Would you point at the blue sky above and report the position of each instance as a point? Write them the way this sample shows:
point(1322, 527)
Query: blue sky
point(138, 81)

--

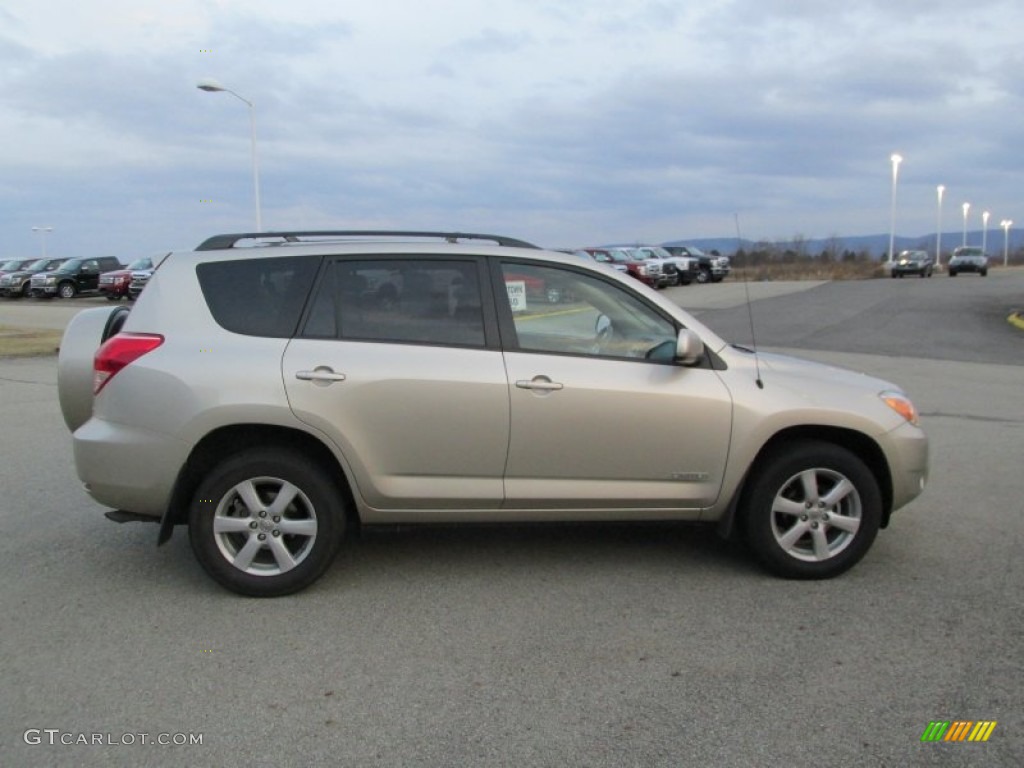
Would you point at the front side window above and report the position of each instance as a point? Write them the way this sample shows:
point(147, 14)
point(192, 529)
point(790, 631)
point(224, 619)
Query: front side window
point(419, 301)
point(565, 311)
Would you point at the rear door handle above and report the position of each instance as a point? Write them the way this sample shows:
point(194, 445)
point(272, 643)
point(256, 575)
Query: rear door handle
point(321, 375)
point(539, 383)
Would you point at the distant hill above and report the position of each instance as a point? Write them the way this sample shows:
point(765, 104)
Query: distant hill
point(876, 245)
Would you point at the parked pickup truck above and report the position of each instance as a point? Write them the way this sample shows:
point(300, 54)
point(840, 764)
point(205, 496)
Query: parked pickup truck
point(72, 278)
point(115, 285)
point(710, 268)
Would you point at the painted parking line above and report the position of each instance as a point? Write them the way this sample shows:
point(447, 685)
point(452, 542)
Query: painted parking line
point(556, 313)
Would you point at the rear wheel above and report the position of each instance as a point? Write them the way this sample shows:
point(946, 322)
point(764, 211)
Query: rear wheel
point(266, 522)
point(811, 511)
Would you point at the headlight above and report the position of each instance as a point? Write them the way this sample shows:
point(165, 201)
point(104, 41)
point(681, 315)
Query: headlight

**Description of the task:**
Rewrite everything from the line containing "Would you point at the headlight" down to the line containing "Query: headlight", substituting "taillight" for "headlight" and leaving all else unchanged.

**Answer for this exercise:**
Would you point at the taillight above and report the position of each instance as a point? Write them the way this sample shows:
point(165, 201)
point(104, 41)
point(681, 315)
Query: taillight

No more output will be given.